--- DIRECTIONS FOR THIS TASK ---
Copy out all of the entries below without any change.

(Items from a data source)
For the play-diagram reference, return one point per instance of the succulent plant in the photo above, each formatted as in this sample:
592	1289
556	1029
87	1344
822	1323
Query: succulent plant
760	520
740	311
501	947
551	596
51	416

--- ANSWER AREA ---
For the play-diagram reference, return one point per instance of the succulent plant in the photo above, each formatted as in this sample:
592	1289
556	1029
87	1344
822	1323
Query: succulent plant
760	520
740	311
501	947
551	596
51	416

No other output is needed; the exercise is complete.